=== Section Start ===

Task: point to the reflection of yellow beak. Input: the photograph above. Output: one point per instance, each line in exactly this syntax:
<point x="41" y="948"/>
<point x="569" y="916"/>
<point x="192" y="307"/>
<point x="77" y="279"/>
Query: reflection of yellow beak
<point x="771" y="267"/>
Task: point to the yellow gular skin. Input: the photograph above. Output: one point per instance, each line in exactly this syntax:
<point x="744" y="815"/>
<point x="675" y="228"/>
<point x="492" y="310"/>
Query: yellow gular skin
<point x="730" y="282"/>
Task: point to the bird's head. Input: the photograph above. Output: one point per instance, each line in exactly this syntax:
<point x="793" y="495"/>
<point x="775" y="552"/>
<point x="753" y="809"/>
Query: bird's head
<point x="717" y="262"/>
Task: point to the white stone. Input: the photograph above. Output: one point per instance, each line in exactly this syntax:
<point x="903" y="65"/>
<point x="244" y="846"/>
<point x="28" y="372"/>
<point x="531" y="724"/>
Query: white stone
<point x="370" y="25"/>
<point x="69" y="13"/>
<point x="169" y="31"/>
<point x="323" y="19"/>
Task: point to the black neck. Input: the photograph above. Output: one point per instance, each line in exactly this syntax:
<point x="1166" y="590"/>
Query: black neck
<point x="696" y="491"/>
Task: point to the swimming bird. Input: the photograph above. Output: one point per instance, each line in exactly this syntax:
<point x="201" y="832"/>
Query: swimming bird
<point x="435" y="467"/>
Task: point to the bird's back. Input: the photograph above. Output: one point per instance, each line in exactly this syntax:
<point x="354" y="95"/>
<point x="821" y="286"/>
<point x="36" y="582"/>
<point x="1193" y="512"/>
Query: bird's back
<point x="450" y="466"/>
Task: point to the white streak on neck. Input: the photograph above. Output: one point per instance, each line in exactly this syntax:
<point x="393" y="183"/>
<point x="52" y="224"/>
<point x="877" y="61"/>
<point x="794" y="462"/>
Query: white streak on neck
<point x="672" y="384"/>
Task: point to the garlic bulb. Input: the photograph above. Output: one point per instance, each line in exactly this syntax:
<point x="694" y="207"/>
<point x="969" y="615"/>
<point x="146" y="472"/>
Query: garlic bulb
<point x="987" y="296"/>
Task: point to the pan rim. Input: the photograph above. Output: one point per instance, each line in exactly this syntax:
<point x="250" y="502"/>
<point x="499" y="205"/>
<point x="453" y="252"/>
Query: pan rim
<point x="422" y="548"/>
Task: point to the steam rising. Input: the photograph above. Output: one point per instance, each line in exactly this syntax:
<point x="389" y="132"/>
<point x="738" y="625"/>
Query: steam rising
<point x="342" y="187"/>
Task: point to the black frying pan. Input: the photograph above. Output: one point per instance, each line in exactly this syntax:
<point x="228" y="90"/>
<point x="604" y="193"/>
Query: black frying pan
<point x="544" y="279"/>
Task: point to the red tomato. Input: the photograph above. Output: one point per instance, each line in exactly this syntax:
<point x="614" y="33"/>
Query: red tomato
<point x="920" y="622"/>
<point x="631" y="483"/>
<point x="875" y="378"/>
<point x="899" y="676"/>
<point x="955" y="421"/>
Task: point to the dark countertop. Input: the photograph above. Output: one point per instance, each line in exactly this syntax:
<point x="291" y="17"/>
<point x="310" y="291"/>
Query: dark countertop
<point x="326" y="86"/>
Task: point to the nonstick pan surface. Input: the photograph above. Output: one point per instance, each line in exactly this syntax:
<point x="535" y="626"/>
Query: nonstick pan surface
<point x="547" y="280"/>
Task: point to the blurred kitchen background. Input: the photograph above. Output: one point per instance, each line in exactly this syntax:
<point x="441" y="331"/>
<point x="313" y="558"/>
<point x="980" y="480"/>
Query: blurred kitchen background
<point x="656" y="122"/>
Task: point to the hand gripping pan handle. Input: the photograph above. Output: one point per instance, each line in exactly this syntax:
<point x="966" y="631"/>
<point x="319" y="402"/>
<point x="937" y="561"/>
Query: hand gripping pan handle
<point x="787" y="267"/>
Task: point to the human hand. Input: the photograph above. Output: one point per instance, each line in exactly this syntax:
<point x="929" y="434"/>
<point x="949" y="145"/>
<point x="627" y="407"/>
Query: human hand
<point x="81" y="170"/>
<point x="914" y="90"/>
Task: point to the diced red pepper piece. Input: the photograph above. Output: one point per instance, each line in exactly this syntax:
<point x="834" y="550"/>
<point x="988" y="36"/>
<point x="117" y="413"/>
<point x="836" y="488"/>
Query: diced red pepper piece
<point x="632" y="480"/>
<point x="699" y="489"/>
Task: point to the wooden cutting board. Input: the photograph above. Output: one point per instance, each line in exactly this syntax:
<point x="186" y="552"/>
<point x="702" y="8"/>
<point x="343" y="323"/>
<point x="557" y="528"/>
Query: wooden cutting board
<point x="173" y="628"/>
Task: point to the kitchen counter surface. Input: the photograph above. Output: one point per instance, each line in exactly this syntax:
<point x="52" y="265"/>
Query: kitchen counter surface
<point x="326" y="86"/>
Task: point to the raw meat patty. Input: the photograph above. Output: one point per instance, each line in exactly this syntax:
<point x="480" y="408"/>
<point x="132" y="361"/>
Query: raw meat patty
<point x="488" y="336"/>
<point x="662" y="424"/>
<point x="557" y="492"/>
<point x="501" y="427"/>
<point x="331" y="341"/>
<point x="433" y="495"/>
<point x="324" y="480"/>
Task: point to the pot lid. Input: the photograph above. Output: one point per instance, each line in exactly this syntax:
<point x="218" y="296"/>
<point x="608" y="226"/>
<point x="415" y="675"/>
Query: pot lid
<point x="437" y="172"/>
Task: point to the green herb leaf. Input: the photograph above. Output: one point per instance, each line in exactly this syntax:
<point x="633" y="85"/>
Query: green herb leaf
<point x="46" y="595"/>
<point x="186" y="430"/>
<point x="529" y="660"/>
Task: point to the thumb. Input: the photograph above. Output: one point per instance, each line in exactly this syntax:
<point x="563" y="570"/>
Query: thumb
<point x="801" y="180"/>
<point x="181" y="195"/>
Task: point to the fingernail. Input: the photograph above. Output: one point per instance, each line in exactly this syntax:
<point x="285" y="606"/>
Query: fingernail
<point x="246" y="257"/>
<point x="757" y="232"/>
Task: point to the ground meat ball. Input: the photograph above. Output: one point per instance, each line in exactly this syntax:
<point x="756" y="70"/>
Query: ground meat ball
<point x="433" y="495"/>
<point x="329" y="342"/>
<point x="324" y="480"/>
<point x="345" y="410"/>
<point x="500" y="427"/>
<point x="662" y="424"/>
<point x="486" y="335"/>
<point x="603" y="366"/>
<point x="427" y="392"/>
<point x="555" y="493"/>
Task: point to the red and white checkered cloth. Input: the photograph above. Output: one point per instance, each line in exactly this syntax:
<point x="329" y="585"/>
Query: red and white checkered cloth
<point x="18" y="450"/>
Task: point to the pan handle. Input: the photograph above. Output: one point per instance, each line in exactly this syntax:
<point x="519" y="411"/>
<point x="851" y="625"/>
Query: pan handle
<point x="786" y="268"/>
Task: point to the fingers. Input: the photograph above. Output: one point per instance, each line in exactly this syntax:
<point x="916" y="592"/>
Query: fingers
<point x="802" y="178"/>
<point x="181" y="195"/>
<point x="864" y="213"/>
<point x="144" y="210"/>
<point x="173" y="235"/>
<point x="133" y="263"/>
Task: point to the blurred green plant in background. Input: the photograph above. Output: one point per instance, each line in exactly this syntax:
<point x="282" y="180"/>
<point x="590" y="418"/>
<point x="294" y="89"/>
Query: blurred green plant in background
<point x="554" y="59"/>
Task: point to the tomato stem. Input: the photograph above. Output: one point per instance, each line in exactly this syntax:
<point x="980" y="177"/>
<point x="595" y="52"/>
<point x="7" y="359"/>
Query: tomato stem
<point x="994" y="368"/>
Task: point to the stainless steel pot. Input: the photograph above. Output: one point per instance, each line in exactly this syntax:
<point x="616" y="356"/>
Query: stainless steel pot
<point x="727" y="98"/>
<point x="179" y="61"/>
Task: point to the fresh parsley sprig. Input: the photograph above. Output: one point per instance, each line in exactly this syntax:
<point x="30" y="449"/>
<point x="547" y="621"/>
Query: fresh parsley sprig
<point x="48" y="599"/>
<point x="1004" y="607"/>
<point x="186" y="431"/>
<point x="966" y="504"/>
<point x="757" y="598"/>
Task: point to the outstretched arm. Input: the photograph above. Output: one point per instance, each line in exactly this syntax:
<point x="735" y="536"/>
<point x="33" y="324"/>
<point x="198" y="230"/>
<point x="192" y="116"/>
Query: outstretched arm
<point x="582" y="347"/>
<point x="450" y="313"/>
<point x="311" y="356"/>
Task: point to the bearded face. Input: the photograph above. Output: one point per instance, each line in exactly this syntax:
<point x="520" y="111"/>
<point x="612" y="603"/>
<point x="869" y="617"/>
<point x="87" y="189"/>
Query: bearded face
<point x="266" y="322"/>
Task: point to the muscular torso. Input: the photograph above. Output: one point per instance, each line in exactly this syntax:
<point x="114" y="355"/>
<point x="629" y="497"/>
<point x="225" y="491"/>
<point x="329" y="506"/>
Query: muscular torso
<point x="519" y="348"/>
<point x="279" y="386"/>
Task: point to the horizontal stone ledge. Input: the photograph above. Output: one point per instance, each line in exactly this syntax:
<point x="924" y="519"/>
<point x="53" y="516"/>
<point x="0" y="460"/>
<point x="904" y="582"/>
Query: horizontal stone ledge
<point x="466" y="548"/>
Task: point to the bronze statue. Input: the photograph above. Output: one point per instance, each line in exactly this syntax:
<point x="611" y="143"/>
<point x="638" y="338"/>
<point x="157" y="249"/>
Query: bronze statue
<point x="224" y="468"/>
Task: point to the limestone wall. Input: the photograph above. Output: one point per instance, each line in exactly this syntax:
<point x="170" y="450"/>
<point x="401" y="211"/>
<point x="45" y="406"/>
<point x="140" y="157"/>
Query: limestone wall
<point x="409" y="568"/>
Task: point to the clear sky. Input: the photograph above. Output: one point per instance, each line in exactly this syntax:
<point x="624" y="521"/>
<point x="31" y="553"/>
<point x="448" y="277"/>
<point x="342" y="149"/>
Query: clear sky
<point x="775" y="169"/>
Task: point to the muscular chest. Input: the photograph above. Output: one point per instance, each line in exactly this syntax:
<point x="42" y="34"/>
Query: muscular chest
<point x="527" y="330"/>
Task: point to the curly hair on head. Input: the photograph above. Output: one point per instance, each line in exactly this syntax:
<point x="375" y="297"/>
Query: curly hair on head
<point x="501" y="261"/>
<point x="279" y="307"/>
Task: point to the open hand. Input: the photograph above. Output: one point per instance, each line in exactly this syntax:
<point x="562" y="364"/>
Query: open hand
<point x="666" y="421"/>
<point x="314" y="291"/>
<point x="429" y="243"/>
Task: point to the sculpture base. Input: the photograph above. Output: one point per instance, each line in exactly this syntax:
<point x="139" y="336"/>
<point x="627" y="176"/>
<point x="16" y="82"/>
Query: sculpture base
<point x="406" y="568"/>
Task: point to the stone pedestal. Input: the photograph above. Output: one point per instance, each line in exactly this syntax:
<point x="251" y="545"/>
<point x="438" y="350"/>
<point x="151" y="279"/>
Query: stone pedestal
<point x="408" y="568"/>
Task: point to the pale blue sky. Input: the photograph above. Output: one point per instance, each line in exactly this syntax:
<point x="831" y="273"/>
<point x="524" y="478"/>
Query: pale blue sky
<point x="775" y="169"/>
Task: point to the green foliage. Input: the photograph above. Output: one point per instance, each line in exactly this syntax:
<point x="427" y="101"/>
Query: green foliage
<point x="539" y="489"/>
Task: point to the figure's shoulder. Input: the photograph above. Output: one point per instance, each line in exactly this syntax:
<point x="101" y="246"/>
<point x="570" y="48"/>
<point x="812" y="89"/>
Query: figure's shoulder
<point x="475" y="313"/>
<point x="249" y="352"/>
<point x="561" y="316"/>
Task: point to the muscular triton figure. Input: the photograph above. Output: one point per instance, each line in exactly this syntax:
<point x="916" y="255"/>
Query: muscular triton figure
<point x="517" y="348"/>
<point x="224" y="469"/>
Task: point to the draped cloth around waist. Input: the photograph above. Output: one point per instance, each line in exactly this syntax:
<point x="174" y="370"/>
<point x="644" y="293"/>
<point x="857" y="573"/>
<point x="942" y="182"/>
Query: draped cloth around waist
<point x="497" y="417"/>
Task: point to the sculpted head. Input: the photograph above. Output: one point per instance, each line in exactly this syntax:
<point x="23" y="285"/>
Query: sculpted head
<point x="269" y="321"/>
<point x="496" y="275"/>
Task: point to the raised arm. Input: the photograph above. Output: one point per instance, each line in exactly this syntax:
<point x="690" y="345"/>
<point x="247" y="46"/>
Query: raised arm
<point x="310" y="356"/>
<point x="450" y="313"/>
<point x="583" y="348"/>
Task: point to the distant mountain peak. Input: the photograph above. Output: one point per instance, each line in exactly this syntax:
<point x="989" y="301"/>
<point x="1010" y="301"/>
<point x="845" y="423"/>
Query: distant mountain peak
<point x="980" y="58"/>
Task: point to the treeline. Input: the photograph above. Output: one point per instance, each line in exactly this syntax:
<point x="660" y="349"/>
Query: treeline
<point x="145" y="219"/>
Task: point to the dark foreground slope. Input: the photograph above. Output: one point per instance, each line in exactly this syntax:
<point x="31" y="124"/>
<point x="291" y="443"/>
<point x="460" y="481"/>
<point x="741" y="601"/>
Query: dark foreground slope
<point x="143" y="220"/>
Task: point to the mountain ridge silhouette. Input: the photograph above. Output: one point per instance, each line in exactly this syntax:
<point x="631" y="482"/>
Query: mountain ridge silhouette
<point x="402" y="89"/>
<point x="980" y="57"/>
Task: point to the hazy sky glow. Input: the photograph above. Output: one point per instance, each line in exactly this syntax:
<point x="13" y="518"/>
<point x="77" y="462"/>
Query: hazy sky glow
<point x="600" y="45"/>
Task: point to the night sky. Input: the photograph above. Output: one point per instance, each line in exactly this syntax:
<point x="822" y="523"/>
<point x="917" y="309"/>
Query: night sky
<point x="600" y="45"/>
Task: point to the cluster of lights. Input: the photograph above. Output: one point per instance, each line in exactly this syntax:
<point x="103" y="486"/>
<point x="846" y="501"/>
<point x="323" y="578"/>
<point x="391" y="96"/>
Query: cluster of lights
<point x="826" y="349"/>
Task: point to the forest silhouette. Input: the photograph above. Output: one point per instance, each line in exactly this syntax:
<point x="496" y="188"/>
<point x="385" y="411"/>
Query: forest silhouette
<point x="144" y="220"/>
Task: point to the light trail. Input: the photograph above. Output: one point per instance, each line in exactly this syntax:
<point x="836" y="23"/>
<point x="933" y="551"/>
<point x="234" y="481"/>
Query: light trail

=== Section End ===

Send back exactly the lines of the listing above starting at the one with "Query: curly hair on head" and ending at the one with "Task: point to the sculpture", inclusive, and no others.

**Result**
Query: curly hair on head
<point x="501" y="261"/>
<point x="279" y="307"/>
Task: point to the open hand. Input: the photograph above. Output: one point per instance, each line in exactly this syntax:
<point x="562" y="364"/>
Query: open hand
<point x="666" y="421"/>
<point x="314" y="291"/>
<point x="429" y="243"/>
Task: point to the sculpture base. Input: the photograph above. Output: one point per instance, each line in exactly this syntax:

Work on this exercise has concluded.